→ **CONSIGNE**
Dans le texte de lecture, relevez tous les romans de Pascal Quignard cités entre parenthèses après le mot « Romancier ».

→ **TEXTE DE LECTURE**
╔══
L'actualité du livre
Pocheset Essais & documents  

La Nuit sexuelle
de Pascal Quignard
J'ai lu - En images 2009 /  6,70 €- 43.89  ffr. / 219 pages
ISBN : 978-2-290-01912-2
FORMAT : 11cmx18cm

Première publication en septembre 2007 (Flammarion).

L'auteur du compte rendu : Scénariste, cinéaste, Yannick Rolandeau est l’auteur de Le Cinéma de Woody Allen (Aléas) et collabore à la revue littéraire L'Atelier du roman (Flammarion-Boréal) où écrivent, entre autres, des personnalités comme Milan Kundera, Benoît Duteurtre et Arrabal.


La nuit et le moment

En ces temps si impudiques, où la pornographie règne et où l'érotisme disparaît de notre horizon, lire et regarder un livre d’art ayant trait à la sexualité a quelque chose de rassurant, car il préserve la fracture qui nous constitue en tant qu’être humain au lieu de l’exhibition perverse et émancipatrice forcenée qu’opère notre époque. Romancier (Le Salon du Wurtemberg, Les Escaliers de Chambord, Tous les matins du monde, Terrasse à Rome, Villa Amalia), essayiste (Petits Traités, 1981-1990, tomes I à VIII, Dernier Royaume, 2002-2005, tomes I à V), Pascal Quignard, né en 1948, nous plonge dans un voyage épique, sensuel et tragique, à travers les mots et les tableaux.
╚══
→ **DONNÉES AFFICHÉES**
╔══
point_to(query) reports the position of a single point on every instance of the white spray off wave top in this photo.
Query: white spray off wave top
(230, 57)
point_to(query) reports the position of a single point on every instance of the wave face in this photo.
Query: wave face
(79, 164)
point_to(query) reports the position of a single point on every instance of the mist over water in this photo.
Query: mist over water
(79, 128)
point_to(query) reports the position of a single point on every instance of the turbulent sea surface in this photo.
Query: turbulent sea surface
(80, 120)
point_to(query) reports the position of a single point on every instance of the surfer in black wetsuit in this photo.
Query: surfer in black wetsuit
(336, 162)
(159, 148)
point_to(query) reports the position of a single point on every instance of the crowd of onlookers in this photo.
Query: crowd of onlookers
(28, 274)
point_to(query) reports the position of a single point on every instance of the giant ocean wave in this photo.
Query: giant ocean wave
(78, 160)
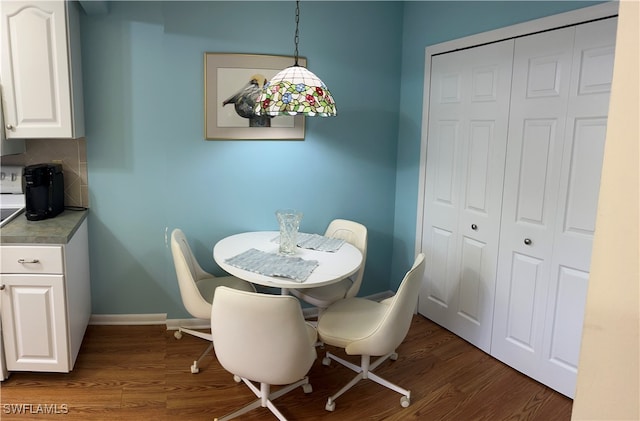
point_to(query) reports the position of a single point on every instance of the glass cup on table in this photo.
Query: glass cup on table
(289, 222)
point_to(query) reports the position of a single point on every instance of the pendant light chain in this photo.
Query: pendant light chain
(296, 38)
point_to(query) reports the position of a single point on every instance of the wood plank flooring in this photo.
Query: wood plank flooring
(142, 373)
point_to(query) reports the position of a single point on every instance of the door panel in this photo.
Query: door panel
(465, 161)
(579, 185)
(554, 208)
(539, 98)
(33, 322)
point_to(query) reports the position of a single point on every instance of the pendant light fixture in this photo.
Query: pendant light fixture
(295, 90)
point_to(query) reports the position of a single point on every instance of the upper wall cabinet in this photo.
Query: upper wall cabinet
(40, 69)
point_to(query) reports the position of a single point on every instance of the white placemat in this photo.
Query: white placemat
(270, 264)
(316, 242)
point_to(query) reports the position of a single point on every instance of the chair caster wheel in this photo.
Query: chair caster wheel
(194, 368)
(330, 406)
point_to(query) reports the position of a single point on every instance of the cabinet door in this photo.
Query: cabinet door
(35, 69)
(469, 97)
(34, 323)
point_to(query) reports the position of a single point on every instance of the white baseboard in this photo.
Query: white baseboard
(173, 324)
(128, 319)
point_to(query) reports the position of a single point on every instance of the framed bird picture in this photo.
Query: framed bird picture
(232, 83)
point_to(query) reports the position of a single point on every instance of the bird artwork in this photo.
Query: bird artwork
(245, 100)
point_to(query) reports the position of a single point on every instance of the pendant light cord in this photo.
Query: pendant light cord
(296, 38)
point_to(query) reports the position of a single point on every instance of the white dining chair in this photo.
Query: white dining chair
(369, 328)
(322, 297)
(197, 289)
(262, 338)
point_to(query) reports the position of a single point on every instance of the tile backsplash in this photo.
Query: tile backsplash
(71, 153)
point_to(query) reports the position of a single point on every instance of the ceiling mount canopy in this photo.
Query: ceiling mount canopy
(295, 90)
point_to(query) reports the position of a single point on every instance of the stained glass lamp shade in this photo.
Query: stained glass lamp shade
(295, 91)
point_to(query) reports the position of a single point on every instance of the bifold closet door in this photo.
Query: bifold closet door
(468, 105)
(557, 128)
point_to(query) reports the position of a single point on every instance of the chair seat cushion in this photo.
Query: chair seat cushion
(325, 295)
(350, 320)
(207, 286)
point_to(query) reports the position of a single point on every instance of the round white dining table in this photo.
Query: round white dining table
(332, 266)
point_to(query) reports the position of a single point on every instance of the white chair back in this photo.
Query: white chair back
(395, 325)
(188, 272)
(261, 337)
(355, 234)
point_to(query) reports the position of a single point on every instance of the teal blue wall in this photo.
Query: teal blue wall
(150, 170)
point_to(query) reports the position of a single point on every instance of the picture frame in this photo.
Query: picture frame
(225, 74)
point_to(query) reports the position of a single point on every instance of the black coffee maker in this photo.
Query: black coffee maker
(44, 191)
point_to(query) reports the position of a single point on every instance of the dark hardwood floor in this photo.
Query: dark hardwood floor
(142, 373)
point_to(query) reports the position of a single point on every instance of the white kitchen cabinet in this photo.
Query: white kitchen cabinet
(509, 212)
(8, 146)
(40, 69)
(46, 303)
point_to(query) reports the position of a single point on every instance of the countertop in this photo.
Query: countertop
(58, 230)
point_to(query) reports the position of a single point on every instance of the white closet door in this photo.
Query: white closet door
(577, 202)
(554, 154)
(469, 97)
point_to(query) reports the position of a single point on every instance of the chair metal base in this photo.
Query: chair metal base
(195, 367)
(265, 397)
(364, 372)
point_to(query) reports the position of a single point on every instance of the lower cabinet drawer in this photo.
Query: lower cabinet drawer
(31, 259)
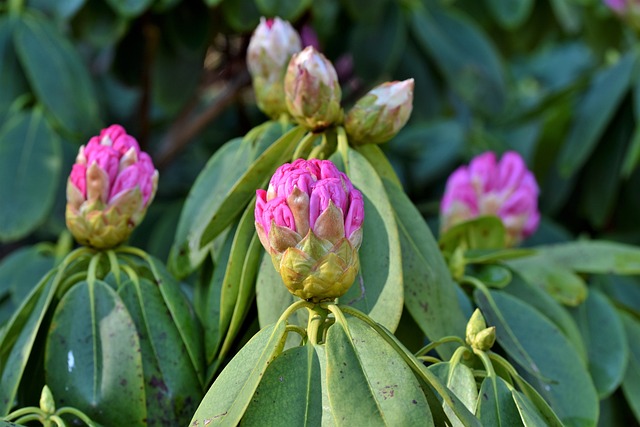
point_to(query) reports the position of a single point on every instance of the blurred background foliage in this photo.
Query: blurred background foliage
(556, 80)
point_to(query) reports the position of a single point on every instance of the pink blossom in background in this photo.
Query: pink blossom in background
(505, 188)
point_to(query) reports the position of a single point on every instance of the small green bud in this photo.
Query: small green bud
(47, 404)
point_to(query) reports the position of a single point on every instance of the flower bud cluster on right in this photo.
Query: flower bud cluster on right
(303, 84)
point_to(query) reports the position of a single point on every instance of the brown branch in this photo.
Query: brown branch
(181, 133)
╚══
→ **RÉPONSE RÉDIGÉE**
Le Salon du Wurtemberg, Les Escaliers de Chambord, Tous les matins du monde, Terrasse à Rome, Villa Amalia.